*Task instructions:* An exact reproduction of every record is required.

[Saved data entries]

....................

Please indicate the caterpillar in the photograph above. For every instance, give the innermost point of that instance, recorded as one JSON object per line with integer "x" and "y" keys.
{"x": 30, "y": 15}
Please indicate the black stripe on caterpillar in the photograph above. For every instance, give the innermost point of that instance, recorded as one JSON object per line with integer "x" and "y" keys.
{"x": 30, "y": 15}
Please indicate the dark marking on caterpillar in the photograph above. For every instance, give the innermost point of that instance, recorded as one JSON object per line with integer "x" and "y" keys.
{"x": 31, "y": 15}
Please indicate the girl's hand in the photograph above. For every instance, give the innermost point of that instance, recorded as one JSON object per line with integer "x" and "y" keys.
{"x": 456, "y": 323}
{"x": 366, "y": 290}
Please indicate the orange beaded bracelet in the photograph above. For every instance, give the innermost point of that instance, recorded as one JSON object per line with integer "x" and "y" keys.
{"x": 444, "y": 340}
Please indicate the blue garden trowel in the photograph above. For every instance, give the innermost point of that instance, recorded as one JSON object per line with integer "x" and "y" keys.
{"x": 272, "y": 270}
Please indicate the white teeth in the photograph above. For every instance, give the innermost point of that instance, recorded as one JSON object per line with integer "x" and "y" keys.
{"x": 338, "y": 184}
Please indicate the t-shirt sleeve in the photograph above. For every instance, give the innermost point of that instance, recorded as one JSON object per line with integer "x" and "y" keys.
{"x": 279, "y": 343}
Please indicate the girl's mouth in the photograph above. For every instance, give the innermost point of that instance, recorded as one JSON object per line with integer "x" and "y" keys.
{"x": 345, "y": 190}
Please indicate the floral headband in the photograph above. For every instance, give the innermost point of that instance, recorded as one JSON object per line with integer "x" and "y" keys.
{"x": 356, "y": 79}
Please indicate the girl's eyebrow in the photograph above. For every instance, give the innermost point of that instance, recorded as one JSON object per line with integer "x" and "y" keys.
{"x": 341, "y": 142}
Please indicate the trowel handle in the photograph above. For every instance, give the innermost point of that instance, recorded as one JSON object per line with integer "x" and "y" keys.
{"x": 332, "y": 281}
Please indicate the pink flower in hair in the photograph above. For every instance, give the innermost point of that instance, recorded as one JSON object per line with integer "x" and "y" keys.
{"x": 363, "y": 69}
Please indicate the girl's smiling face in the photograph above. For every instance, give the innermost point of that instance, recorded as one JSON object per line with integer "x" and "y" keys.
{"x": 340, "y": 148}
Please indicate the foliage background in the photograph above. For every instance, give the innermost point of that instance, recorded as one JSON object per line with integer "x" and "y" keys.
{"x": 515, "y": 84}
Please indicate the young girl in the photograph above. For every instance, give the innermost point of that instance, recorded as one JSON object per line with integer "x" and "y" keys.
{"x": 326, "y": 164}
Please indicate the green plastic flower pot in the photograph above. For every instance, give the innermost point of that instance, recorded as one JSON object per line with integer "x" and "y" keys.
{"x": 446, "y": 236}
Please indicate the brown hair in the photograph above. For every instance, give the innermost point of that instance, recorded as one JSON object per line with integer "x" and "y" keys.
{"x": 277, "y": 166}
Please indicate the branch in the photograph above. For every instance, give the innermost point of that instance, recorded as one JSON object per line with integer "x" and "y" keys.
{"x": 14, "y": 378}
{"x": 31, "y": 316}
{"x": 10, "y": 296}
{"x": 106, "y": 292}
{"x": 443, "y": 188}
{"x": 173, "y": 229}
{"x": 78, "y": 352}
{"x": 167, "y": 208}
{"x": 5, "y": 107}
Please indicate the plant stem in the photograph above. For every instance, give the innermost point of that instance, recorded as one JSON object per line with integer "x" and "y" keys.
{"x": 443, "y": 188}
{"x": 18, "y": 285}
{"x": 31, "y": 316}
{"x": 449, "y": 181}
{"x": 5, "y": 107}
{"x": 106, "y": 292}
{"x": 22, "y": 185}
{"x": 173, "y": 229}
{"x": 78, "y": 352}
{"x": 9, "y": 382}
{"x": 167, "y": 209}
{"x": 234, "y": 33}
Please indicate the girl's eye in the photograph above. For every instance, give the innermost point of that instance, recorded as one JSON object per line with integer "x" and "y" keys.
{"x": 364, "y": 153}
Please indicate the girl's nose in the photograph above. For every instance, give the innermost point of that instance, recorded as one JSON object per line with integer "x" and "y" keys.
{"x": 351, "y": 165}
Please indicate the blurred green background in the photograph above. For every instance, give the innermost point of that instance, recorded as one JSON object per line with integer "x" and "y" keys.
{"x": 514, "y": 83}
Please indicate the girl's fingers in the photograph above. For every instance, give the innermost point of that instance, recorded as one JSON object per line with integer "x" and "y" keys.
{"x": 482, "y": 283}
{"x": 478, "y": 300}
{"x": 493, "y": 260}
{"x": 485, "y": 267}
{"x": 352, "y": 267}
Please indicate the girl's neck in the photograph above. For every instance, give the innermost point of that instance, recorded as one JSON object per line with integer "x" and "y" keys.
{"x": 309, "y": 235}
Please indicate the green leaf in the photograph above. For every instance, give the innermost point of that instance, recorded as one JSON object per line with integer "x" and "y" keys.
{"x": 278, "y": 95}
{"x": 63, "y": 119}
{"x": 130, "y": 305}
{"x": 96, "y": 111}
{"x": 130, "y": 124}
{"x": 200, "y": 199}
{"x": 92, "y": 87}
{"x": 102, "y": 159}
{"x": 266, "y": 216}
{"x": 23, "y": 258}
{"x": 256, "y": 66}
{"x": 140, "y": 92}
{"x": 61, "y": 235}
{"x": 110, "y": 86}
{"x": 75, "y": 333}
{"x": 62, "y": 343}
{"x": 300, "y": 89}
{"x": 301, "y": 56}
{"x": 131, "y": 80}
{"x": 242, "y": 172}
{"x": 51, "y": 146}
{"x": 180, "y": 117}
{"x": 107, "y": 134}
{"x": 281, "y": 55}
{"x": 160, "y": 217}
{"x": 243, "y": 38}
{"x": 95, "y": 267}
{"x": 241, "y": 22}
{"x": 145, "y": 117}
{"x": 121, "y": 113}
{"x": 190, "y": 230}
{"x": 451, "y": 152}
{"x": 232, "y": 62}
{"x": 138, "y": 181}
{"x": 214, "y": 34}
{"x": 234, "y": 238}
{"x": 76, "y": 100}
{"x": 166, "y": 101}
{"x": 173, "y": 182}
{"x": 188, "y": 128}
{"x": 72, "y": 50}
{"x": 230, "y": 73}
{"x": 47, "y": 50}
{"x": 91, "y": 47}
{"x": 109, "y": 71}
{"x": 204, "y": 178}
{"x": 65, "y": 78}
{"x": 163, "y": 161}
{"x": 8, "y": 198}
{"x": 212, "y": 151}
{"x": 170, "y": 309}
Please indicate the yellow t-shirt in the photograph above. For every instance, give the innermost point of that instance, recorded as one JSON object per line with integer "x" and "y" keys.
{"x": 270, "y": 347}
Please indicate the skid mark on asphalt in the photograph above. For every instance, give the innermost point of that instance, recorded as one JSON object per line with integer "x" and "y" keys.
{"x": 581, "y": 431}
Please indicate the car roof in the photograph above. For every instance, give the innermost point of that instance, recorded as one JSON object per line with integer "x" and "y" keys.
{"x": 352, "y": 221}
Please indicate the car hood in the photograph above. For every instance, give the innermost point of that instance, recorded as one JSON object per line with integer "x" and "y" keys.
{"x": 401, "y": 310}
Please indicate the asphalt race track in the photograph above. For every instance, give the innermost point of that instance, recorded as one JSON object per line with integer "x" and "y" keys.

....................

*Written answer:*
Please indicate the caterpillar in the photograph above. For every instance, give the innermost point of that instance, recorded as one JSON object per line with integer "x" and "y" keys.
{"x": 30, "y": 15}
Please indicate the black stripe on caterpillar in the photograph above. For every instance, give the innermost point of that instance, recorded as one JSON object per line with integer "x" and "y" keys.
{"x": 30, "y": 15}
Please indicate the dark marking on caterpillar in the photograph above. For every instance, give the innermost point of that instance, recorded as one JSON object per line with integer "x" and "y" keys.
{"x": 31, "y": 15}
Please indicate the girl's hand in the photograph above. For every instance, give the innermost point of that instance, recorded as one JSON object per line with integer "x" and "y" keys.
{"x": 456, "y": 323}
{"x": 366, "y": 290}
Please indicate the orange beaded bracelet in the photograph above. For every instance, give the innermost point of that instance, recorded as one JSON object per line with integer "x" and "y" keys.
{"x": 444, "y": 340}
Please indicate the blue garden trowel in the photograph above. For every instance, give the innermost point of that instance, recorded as one JSON object per line with integer "x" and "y" keys.
{"x": 272, "y": 270}
Please indicate the white teeth in the photograph above. For every instance, give the innermost point of that instance, recorded as one JSON object per line with integer "x" and "y" keys.
{"x": 338, "y": 184}
Please indicate the t-shirt sleeve in the photograph above. For every instance, give the innermost point of that instance, recorded as one JSON object per line with integer "x" and "y" keys.
{"x": 279, "y": 343}
Please indicate the girl's mouth in the photograph above. For every instance, give the innermost point of that instance, recorded as one JSON object per line with integer "x" and "y" keys.
{"x": 345, "y": 190}
Please indicate the floral headband in the photograph above. For every instance, give the innermost point of that instance, recorded as one JSON object per line with integer "x" and "y" keys.
{"x": 356, "y": 79}
Please indicate the girl's eyebrow in the photograph above. For every instance, give the innermost point of that instance, recorded as one JSON object per line with integer "x" and "y" keys.
{"x": 341, "y": 142}
Please indicate the trowel handle in the photograph above. For every instance, give the innermost point of that instance, recorded as one JSON object per line with integer "x" and "y" keys.
{"x": 332, "y": 281}
Please indicate the pink flower in hair in the photograph above. For every instance, give the innermost point of that instance, recorded as one JSON object per line with integer "x" and "y" keys.
{"x": 363, "y": 69}
Please indicate the girl's smiling face in the photograph above. For every instance, give the innermost point of that instance, recorded as one JSON object per line with integer "x" and "y" keys.
{"x": 340, "y": 148}
Please indicate the foliage background in the photograph above. For every instance, give the innermost point of that instance, recorded as one JSON object per line with integer "x" and "y" keys.
{"x": 515, "y": 84}
Please indicate the young girl in the photograph above. For every instance, give the innermost point of that instance, recorded as one JSON object per line with integer "x" and "y" keys.
{"x": 326, "y": 164}
Please indicate the green plastic flower pot in the photograph above. For every instance, give the innermost point of that instance, recorded as one JSON object per line with integer "x" and "y" keys.
{"x": 446, "y": 236}
Please indicate the brown hair in the photograph above. For every instance, give the innermost point of that instance, recorded as one JSON object per line with integer "x" and "y" keys.
{"x": 277, "y": 166}
Please indicate the branch in the photograph above. For every instance, give the innermost point of that instance, recorded as one JSON object per line with integer "x" and "y" keys.
{"x": 14, "y": 378}
{"x": 31, "y": 316}
{"x": 10, "y": 296}
{"x": 106, "y": 292}
{"x": 443, "y": 188}
{"x": 173, "y": 229}
{"x": 78, "y": 352}
{"x": 167, "y": 208}
{"x": 5, "y": 107}
Please indicate the plant stem in the photograph above. For every instance, give the innermost point of that instance, recorded as one JSON object per line with integer "x" and "y" keys.
{"x": 443, "y": 188}
{"x": 18, "y": 285}
{"x": 31, "y": 316}
{"x": 449, "y": 181}
{"x": 5, "y": 107}
{"x": 106, "y": 292}
{"x": 22, "y": 185}
{"x": 173, "y": 229}
{"x": 78, "y": 352}
{"x": 9, "y": 382}
{"x": 167, "y": 209}
{"x": 234, "y": 33}
Please indicate the girl's eye in the photograph above. For every instance, give the innermost point of that instance, recorded as one JSON object per line with integer "x" and "y" keys.
{"x": 364, "y": 153}
Please indicate the girl's nose in the photograph above. For every instance, give the innermost point of that instance, recorded as one JSON object per line with integer "x" and "y" keys.
{"x": 351, "y": 165}
Please indicate the blurred green background in the photograph above. For every instance, give the innermost point of that instance, recorded as one JSON object per line with integer "x" and "y" keys.
{"x": 514, "y": 83}
Please indicate the girl's fingers in the photograph above. For every instance, give the innermost point of that instance, recorded as one JSON object per line with integer "x" and "y" keys.
{"x": 482, "y": 283}
{"x": 478, "y": 300}
{"x": 493, "y": 260}
{"x": 485, "y": 267}
{"x": 352, "y": 267}
Please indicate the girl's neck in the photograph above. For every instance, give the innermost point of that instance, recorded as one JSON object per line with integer "x" and "y" keys.
{"x": 309, "y": 235}
Please indicate the green leaf in the photograph above. For every instance, give the innermost point of that instance, recorded as one JSON object per line with integer "x" and "y" keys.
{"x": 278, "y": 95}
{"x": 63, "y": 119}
{"x": 130, "y": 305}
{"x": 96, "y": 111}
{"x": 130, "y": 124}
{"x": 200, "y": 199}
{"x": 92, "y": 87}
{"x": 102, "y": 159}
{"x": 266, "y": 216}
{"x": 23, "y": 258}
{"x": 256, "y": 66}
{"x": 140, "y": 92}
{"x": 61, "y": 235}
{"x": 110, "y": 86}
{"x": 75, "y": 333}
{"x": 62, "y": 343}
{"x": 300, "y": 89}
{"x": 301, "y": 56}
{"x": 131, "y": 80}
{"x": 242, "y": 172}
{"x": 51, "y": 146}
{"x": 180, "y": 117}
{"x": 107, "y": 134}
{"x": 281, "y": 55}
{"x": 160, "y": 217}
{"x": 243, "y": 38}
{"x": 95, "y": 267}
{"x": 241, "y": 22}
{"x": 145, "y": 117}
{"x": 121, "y": 113}
{"x": 190, "y": 230}
{"x": 451, "y": 152}
{"x": 232, "y": 62}
{"x": 138, "y": 181}
{"x": 214, "y": 34}
{"x": 234, "y": 238}
{"x": 76, "y": 100}
{"x": 166, "y": 101}
{"x": 173, "y": 182}
{"x": 188, "y": 128}
{"x": 72, "y": 50}
{"x": 230, "y": 73}
{"x": 47, "y": 50}
{"x": 91, "y": 47}
{"x": 109, "y": 71}
{"x": 204, "y": 178}
{"x": 65, "y": 78}
{"x": 163, "y": 161}
{"x": 8, "y": 198}
{"x": 212, "y": 151}
{"x": 170, "y": 309}
Please indicate the yellow t-shirt in the photograph above. For every instance, give the innermost point of that instance, recorded as one JSON object per line with integer "x" and "y" keys.
{"x": 270, "y": 347}
Please indicate the skid mark on asphalt in the photograph above. For every instance, give the innermost point of that instance, recorded as one JSON object per line with integer "x" and "y" keys.
{"x": 581, "y": 431}
Please indicate the car roof in the photograph above. For every instance, give the innermost point of that instance, recorded as one JSON object per line with integer "x" and "y" keys.
{"x": 352, "y": 221}
Please indicate the car hood in the photograph above. For every instance, give the innermost point of that instance, recorded as one JSON object per line with integer "x" and "y" keys.
{"x": 401, "y": 310}
Please indicate the asphalt race track in the photograph above. For every instance, give the innermost point of that instance, recorded as one JSON object per line with integer "x" and "y" keys.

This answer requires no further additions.